Instructions to follow – If a line in the data contains "sign", copy it out.

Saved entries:
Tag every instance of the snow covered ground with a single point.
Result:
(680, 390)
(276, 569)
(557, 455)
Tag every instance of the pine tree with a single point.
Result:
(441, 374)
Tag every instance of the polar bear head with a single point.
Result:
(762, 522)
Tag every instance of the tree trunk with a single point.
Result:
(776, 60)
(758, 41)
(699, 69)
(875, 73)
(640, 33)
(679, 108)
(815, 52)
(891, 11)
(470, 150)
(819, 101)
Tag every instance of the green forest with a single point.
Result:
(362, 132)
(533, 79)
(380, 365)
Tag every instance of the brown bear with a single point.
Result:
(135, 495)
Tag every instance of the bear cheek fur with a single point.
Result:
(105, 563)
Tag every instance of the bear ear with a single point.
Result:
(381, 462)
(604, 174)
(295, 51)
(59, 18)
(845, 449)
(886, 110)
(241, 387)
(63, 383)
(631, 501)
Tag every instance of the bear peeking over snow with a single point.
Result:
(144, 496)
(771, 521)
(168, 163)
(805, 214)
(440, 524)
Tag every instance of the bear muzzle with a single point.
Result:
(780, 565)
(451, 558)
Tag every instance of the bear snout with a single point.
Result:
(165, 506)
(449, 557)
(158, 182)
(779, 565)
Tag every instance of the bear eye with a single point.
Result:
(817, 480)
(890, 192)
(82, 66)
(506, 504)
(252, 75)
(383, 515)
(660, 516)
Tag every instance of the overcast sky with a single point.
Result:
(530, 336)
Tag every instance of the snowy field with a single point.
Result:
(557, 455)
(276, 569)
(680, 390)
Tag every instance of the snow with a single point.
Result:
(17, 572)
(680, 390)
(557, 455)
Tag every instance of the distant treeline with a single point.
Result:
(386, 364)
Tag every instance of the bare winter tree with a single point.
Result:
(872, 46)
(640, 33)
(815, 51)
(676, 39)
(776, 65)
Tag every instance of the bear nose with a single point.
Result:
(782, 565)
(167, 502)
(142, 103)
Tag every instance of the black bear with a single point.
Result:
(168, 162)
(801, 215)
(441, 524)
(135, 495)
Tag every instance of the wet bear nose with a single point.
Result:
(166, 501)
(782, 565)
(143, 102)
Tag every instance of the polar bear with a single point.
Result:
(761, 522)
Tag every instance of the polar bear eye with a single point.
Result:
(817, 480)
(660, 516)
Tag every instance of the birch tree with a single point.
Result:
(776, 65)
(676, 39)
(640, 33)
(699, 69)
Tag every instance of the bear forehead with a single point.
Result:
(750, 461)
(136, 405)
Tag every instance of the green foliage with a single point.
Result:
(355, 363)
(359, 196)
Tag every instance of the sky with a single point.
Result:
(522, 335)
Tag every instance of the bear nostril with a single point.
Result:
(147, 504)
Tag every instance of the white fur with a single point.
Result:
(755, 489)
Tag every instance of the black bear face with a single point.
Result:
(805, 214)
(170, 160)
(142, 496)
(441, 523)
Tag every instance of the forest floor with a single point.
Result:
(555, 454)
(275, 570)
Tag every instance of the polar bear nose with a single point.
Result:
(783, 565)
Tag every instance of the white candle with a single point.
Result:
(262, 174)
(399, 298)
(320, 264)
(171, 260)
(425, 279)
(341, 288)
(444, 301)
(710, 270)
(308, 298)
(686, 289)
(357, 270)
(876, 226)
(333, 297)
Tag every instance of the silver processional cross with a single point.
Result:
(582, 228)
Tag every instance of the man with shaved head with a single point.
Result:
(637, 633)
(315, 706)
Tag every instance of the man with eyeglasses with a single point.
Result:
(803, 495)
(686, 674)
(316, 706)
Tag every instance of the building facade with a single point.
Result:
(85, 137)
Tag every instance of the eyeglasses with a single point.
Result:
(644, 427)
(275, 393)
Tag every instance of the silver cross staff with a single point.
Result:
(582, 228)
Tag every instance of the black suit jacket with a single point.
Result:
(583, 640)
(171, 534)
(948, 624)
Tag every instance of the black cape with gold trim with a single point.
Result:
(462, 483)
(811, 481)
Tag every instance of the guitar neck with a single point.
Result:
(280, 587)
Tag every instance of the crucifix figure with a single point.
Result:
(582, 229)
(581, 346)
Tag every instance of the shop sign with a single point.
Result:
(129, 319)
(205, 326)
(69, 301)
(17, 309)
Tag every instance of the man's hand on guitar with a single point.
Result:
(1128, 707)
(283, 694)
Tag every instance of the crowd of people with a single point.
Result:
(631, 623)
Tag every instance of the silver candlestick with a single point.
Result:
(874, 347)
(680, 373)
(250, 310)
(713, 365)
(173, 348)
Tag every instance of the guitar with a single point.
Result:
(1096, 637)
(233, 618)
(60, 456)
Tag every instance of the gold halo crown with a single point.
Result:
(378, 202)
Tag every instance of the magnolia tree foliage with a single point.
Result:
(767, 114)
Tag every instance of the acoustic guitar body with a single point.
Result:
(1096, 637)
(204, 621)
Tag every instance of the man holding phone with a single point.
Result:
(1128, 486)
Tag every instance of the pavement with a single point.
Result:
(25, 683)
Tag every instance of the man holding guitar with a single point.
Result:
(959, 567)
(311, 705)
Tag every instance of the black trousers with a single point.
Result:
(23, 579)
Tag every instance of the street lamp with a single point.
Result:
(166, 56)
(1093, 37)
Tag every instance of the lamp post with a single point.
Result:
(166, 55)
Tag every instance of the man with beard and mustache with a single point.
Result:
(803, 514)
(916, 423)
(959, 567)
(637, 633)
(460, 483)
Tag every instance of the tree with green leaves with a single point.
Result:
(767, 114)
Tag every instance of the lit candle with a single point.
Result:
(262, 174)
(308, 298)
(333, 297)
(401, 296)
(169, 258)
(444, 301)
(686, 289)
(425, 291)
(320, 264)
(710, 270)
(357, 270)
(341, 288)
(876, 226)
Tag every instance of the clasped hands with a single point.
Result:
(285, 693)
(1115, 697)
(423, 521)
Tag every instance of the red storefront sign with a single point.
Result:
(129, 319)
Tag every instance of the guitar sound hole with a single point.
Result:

Task solution –
Tag every instance of the shop sign with a single point.
Tag every instance of the red storefront sign with a single point.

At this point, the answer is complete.